_EXTRAIT DU TEXTE_
---

DÉCROÎTRE, oui ! Mais comment ? Et, surtout, décroître quoi ?

compte-rendu de la conférence d’Éric Pineault, institut des sciences de l’environnement de l’UQAM, le 7 juillet 2021 au campus de la transition écologique.

La raison d’être d’un mouvement comme la décroissance s’enracine dans son contexte d’origine. Face à la constante intensification de la crise environnementale, nous avons assisté dans les récentes décennies à un épuisement graduel des manières d’adresser la situation. La décroissance s’interprète ainsi comme la réponse à une crise des discours environnementalistes. À ce titre, l’imaginaire moderne ayant porté nos aspirations collectives et informé notre manière de deviser des solutions est en situation d’échec. Cette remise en question est bien plus profonde qu’à première vue dans la mesure où l’enjeu n’est pas simplement de penser autrement, paradigme profondément moderne, mais bien de repenser l’entièreté de notre système et les relations qui lui donnent vie. Ce système est présentement le mieux représenté par la croissance, concept qui s’incarne en trois dimensions distinctes.

La croissance est d’abord un paradigme économique, généralement représenté comme la capacité à augmenter le PIB par le biais des échanges commerciaux. La croissance dépend de réorganisations spécifiques de la société, reposant sur la valorisation de certaines activités (comme le travail) et la dévalorisation d’autres (le travail domestique ou la nature par exemple). Les frontières divisant travailleurs et moyens de production de même que producteurs et consommateurs deviennent des lieux où l’exploitation et le profit fleurissent conjointement en réorientant nos relations sociales.

La croissance est ensuite un fait matériel. C’est l’envers physique de la croissance économique : pour croître, une économie dépend de toujours plus de matière, d’énergie et d’espace. Et cette réalité contribue directement à l’érosion de nos écosystèmes, à la disruption de nombreux cycles naturels et à d’innombrables tensions politiques à travers le monde. Notre croissance peut donc également s’exprimer en masse de matière utilisée, soit notre empreinte écologique.

---

_TRAVAIL DEMANDÉ_
**1.** Répondez aux questions suivantes à partir du compte-rendu.
(a) À quelle date la conférence a-t-elle eu lieu ?
(b) Comment la décroissance s'interprète-t-elle ?
(c) Pour croître, de quoi une économie dépend-elle ?
**2.** Recopiez à l'identique les lignes des enregistrements depuis leur début jusqu'à la ligne contenant "[435,50,480,164]", celle-ci incluse. Ne reproduisez pas les images.
Le compte-rendu et les enregistrements sont indépendants l'un de l'autre.

---

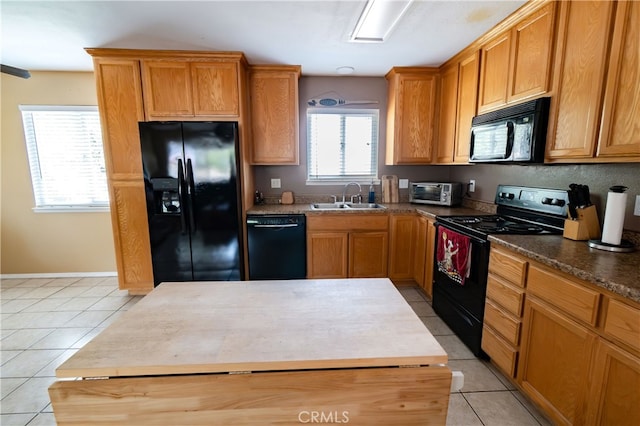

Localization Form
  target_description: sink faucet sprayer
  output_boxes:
[342,182,362,204]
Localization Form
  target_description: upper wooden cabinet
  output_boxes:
[546,1,640,162]
[546,0,615,160]
[597,1,640,161]
[386,67,438,165]
[249,65,300,165]
[93,58,144,180]
[453,50,480,164]
[478,2,556,113]
[435,63,458,164]
[142,59,240,120]
[435,50,480,164]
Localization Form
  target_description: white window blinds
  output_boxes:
[20,105,109,210]
[307,108,378,183]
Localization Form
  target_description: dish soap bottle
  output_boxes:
[368,182,376,203]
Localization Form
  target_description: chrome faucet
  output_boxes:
[342,182,362,204]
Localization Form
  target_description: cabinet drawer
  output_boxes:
[604,300,640,350]
[487,274,524,317]
[527,266,600,326]
[307,213,389,231]
[484,300,521,346]
[489,248,527,287]
[482,326,518,378]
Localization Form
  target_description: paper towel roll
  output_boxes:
[602,186,627,246]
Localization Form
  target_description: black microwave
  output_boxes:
[469,97,551,163]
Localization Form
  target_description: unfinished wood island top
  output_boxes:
[56,278,447,377]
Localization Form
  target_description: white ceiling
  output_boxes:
[0,0,525,76]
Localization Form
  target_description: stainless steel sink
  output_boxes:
[311,202,386,210]
[347,203,386,209]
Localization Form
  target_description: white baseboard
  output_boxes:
[0,271,118,280]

---

_CORRIGÉ_
**1.**
(a) Le 7 juillet 2021.
(b) Comme la réponse à une crise des discours environnementalistes.
(c) De toujours plus de matière, d'énergie et d'espace.

**2.**
Localization Form
  target_description: sink faucet sprayer
  output_boxes:
[342,182,362,204]
Localization Form
  target_description: upper wooden cabinet
  output_boxes:
[546,1,640,162]
[546,0,615,160]
[597,1,640,161]
[386,67,438,165]
[249,65,300,165]
[93,58,144,180]
[453,50,480,164]
[478,2,556,113]
[435,63,458,164]
[142,59,240,120]
[435,50,480,164]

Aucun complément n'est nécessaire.